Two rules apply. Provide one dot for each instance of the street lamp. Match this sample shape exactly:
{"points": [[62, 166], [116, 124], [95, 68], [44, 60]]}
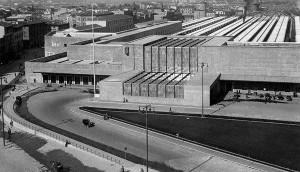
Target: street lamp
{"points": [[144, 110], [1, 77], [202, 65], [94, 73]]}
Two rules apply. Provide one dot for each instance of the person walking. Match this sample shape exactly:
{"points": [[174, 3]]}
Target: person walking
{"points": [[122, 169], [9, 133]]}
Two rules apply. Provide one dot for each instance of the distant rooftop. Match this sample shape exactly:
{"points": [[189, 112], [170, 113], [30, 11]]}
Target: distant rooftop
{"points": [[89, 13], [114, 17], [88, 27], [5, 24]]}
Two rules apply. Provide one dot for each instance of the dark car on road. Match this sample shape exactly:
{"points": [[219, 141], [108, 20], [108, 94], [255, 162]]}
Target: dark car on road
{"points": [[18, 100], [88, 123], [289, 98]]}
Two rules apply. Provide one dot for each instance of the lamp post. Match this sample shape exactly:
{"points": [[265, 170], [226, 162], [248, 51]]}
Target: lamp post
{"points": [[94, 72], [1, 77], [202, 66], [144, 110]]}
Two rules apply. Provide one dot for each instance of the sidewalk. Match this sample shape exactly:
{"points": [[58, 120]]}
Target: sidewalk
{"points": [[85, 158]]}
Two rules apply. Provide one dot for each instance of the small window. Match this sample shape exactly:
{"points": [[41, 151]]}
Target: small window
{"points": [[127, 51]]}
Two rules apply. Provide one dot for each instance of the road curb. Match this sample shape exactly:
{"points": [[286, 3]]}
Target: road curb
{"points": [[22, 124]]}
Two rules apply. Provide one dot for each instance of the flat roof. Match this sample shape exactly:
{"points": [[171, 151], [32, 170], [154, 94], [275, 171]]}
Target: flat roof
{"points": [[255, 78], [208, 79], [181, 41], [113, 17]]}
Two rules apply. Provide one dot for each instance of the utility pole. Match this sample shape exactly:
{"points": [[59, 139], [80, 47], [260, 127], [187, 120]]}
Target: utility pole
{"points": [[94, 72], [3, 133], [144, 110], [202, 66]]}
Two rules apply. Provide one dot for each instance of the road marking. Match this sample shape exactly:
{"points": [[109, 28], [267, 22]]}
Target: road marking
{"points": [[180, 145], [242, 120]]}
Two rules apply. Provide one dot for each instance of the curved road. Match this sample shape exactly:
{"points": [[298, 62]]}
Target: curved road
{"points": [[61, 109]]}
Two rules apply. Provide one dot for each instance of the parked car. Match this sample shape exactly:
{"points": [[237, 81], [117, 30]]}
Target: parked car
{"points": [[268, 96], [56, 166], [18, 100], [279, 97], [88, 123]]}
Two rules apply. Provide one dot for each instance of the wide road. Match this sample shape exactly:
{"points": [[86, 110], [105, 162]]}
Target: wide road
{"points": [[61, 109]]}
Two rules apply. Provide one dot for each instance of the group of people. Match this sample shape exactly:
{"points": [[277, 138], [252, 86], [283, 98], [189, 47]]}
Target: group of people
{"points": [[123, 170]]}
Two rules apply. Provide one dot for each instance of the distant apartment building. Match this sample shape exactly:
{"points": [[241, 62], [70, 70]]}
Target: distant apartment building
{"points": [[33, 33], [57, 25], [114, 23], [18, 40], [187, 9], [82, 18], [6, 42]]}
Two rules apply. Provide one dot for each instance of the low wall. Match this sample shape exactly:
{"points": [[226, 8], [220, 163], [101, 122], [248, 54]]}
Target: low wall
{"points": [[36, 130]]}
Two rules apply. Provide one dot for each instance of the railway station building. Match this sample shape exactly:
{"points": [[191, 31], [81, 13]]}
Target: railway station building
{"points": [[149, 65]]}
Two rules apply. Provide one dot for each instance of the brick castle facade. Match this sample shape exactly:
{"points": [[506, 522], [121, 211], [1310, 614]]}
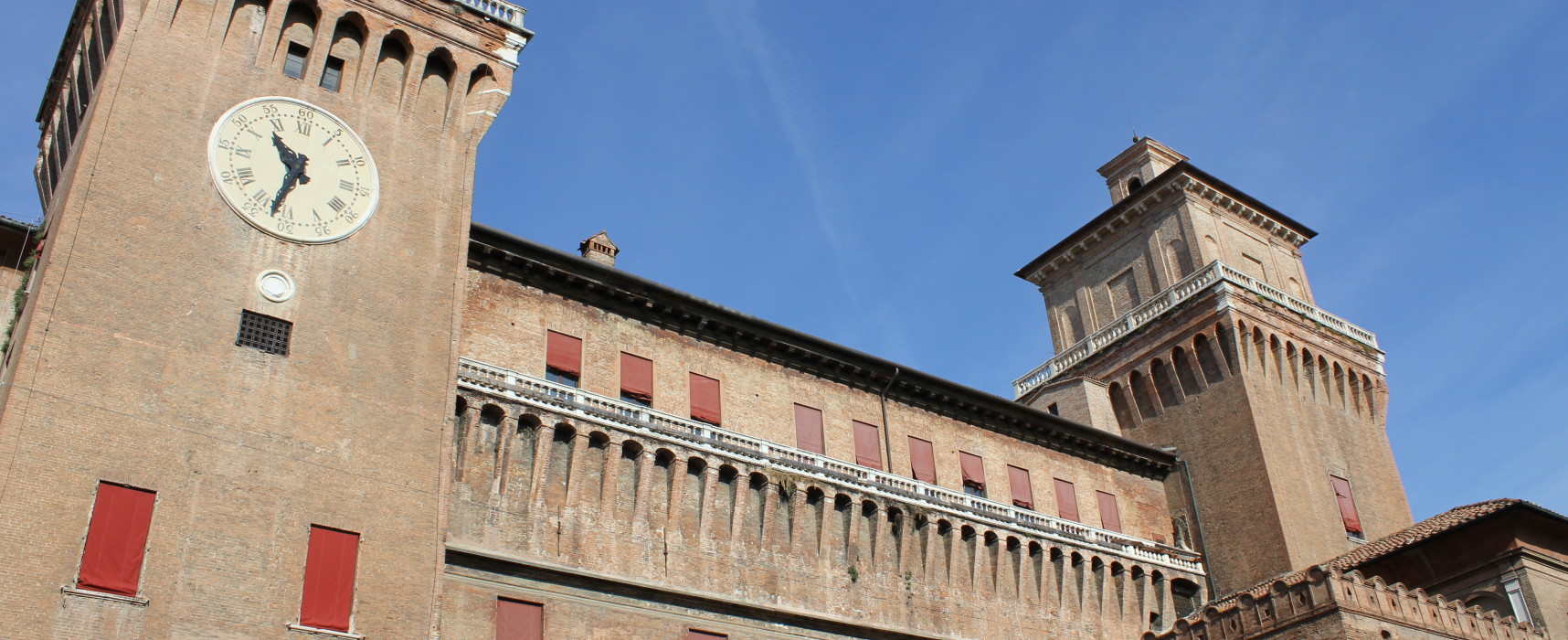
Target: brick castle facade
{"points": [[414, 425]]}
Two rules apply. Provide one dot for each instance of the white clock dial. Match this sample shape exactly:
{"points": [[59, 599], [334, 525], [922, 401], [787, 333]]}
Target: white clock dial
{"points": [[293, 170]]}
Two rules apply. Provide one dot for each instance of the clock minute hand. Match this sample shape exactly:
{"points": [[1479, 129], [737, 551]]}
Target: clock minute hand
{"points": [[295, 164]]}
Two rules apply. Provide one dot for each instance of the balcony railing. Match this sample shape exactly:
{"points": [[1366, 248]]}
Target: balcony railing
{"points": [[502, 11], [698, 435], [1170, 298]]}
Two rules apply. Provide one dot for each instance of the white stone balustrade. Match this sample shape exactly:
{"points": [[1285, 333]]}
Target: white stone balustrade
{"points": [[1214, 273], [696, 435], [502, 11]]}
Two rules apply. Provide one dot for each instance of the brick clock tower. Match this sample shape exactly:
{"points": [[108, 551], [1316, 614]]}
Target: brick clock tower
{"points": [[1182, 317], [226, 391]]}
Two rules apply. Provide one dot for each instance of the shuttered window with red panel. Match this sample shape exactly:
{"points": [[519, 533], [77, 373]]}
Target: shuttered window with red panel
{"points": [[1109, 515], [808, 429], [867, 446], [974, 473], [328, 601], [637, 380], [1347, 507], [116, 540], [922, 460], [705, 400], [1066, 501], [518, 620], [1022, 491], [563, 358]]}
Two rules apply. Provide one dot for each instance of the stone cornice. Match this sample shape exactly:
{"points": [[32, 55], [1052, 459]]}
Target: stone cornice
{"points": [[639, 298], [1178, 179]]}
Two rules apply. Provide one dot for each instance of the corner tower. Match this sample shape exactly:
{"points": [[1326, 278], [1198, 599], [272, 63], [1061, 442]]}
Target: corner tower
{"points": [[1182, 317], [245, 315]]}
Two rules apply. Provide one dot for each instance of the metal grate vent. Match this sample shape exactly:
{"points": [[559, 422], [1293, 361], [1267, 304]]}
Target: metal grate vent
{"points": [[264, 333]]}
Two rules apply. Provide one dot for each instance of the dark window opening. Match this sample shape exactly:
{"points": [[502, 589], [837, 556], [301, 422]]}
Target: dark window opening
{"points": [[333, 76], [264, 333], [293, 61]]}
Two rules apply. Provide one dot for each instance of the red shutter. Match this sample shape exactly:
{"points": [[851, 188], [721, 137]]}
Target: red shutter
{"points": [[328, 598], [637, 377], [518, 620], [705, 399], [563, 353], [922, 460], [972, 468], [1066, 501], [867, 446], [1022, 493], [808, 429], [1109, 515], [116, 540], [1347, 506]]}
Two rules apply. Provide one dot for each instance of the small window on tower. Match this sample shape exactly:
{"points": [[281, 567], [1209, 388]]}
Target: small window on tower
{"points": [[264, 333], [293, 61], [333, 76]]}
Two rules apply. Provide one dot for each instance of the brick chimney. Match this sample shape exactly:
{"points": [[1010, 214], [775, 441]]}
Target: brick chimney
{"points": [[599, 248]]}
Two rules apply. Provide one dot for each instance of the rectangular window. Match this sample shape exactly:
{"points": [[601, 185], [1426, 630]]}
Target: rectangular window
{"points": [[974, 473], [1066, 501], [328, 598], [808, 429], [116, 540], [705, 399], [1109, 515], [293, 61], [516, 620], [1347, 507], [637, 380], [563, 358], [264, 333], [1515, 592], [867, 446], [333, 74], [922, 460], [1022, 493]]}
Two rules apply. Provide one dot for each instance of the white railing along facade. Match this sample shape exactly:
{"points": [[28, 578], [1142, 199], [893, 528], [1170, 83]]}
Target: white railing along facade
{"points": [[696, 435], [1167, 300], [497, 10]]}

==

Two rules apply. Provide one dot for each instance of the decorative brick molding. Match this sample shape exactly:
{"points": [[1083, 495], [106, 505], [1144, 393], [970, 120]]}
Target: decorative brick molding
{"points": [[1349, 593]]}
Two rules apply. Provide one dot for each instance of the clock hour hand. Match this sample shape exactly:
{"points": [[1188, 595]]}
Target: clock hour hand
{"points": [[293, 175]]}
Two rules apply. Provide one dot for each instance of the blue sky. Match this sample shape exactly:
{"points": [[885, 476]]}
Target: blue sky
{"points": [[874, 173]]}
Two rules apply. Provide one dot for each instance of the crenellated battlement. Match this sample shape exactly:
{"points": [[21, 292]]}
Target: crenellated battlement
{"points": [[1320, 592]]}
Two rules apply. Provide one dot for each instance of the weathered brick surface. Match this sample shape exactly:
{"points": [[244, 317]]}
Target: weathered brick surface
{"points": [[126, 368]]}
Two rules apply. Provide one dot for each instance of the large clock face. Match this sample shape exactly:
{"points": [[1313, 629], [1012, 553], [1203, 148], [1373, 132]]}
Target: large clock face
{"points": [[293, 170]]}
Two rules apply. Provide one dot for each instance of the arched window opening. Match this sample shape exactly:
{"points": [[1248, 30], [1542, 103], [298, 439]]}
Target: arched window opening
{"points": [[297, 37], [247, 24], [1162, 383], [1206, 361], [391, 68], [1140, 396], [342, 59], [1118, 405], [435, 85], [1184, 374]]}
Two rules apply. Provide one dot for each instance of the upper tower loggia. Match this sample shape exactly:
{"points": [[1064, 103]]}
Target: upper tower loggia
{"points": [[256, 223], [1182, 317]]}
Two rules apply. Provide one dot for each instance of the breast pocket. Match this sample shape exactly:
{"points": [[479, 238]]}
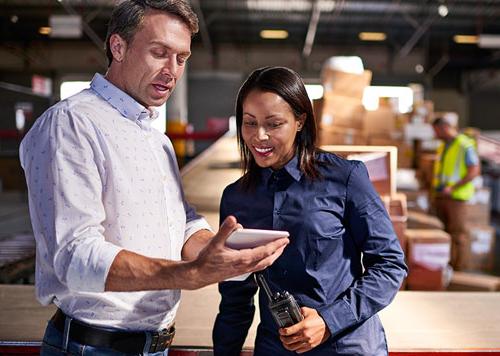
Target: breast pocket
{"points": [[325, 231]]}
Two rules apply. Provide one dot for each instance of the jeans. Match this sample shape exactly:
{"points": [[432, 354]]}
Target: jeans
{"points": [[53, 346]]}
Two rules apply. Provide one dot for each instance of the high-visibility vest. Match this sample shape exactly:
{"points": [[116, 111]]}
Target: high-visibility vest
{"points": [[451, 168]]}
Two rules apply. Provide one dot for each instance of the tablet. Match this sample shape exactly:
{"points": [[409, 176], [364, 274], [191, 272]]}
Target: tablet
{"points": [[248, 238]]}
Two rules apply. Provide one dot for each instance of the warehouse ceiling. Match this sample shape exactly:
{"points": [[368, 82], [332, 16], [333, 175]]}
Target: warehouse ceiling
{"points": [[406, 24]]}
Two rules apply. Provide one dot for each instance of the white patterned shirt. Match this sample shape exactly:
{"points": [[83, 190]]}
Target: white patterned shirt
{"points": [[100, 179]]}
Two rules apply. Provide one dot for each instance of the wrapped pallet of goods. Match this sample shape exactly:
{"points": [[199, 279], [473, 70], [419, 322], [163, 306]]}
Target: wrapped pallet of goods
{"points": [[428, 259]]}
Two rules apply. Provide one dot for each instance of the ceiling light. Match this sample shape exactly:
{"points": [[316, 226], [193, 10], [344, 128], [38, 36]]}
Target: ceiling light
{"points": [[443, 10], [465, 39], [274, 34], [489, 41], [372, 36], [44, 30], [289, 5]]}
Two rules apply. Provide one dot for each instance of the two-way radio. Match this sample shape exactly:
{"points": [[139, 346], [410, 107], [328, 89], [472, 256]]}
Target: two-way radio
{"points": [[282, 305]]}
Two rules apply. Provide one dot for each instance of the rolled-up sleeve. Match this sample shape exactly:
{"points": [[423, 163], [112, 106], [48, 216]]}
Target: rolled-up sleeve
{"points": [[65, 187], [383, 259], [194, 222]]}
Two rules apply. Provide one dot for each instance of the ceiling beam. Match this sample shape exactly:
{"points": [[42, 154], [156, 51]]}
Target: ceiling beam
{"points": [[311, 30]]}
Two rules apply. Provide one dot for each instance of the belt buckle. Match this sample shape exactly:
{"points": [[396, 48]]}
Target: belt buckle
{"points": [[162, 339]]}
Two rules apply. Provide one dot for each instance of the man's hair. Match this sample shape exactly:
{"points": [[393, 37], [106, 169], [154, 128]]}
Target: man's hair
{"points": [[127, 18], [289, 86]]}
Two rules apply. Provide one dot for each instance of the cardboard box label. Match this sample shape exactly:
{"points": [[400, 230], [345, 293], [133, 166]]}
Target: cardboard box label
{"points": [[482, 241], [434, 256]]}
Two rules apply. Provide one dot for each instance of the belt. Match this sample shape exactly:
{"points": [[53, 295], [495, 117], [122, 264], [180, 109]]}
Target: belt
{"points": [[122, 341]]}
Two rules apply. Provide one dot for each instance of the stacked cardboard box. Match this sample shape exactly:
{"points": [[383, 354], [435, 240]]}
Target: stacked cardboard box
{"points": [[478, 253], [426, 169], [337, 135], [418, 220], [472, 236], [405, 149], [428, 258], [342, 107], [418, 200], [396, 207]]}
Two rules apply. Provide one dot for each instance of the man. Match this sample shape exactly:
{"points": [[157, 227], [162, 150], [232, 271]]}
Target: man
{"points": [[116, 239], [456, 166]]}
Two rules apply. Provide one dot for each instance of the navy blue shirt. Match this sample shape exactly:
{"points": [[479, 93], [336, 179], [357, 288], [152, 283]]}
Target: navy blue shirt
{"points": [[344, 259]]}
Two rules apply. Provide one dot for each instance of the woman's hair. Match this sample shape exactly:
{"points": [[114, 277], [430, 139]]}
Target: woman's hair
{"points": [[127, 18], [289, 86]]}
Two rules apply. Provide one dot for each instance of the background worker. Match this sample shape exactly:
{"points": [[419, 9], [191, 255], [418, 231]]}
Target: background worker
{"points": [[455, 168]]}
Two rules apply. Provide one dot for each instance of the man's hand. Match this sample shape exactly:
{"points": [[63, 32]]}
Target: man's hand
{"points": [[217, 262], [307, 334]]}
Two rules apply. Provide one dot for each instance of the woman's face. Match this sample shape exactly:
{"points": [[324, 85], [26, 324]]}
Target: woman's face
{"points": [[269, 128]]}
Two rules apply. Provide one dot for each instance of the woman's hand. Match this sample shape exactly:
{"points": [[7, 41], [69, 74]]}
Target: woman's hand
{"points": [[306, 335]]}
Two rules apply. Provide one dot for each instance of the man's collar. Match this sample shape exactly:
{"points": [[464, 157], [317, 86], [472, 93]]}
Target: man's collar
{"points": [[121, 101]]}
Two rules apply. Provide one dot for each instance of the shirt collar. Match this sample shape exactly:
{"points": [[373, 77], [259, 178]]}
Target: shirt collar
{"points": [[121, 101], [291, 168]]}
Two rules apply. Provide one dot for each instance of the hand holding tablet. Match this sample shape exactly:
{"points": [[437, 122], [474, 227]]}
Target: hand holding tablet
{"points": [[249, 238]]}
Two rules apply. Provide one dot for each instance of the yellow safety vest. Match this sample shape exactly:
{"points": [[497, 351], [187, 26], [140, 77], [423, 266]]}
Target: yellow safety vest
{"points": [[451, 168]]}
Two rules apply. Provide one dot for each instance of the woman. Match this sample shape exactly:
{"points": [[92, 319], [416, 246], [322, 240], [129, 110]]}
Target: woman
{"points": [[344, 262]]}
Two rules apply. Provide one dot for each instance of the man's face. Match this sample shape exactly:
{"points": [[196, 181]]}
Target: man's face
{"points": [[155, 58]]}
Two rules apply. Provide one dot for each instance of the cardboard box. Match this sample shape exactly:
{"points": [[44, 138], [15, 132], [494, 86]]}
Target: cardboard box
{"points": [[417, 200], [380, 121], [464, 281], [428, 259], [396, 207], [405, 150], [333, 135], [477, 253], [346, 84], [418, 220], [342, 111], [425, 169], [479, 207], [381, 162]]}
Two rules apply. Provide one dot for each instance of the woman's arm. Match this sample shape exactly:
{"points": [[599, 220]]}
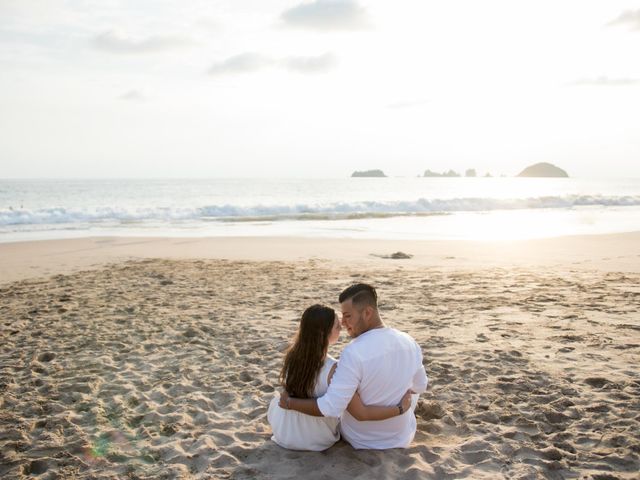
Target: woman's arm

Work required
Report how many lines of the records above contain the string "balcony", with case counting, and give only the number.

Right answer
2